*** Records supplied Section Begins ***

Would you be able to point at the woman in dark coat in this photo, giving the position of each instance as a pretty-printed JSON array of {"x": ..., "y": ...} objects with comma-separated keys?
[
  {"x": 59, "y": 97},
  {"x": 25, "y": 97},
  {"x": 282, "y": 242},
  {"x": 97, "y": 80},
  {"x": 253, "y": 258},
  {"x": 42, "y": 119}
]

*** Records supplied Section Ends ***

**Work request**
Each entry above must be retyped exactly.

**Answer for this exercise**
Would you be able to point at the woman in dark coat in this photo, giving the position of each instance as a pretty-printed JSON array of {"x": ..., "y": ...} objects with comma-separated keys?
[
  {"x": 59, "y": 97},
  {"x": 25, "y": 97},
  {"x": 282, "y": 242},
  {"x": 97, "y": 80},
  {"x": 253, "y": 258},
  {"x": 42, "y": 119}
]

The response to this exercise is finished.